### WHAT THE TASK ASKS
Each record that follows is to be reproduced character for character, pictures excepted.

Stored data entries
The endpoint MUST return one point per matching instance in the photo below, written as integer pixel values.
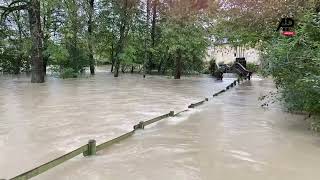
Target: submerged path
(231, 138)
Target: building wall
(226, 54)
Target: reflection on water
(231, 137)
(39, 122)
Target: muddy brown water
(230, 137)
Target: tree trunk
(112, 57)
(122, 38)
(90, 27)
(178, 65)
(146, 58)
(37, 74)
(153, 28)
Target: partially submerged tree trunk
(37, 73)
(90, 29)
(146, 58)
(112, 57)
(178, 65)
(119, 49)
(153, 31)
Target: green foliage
(294, 63)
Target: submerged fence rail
(91, 148)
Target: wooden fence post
(92, 148)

### TASK RESULT
The endpoint MUST return one point per matching instance in the photo below, written as integer pixel values.
Target: submerged path
(231, 138)
Target: building wall
(226, 54)
Target: reflection on water
(231, 137)
(39, 122)
Target: muddy brown water
(230, 137)
Target: tree trunk
(112, 57)
(122, 38)
(90, 27)
(178, 65)
(146, 58)
(37, 74)
(153, 28)
Target: partially submerged tree trunk
(37, 73)
(90, 29)
(146, 58)
(112, 57)
(178, 65)
(119, 49)
(153, 31)
Target: green foliage
(294, 63)
Target: submerged fence rail
(91, 148)
Target: wooden fence post
(92, 148)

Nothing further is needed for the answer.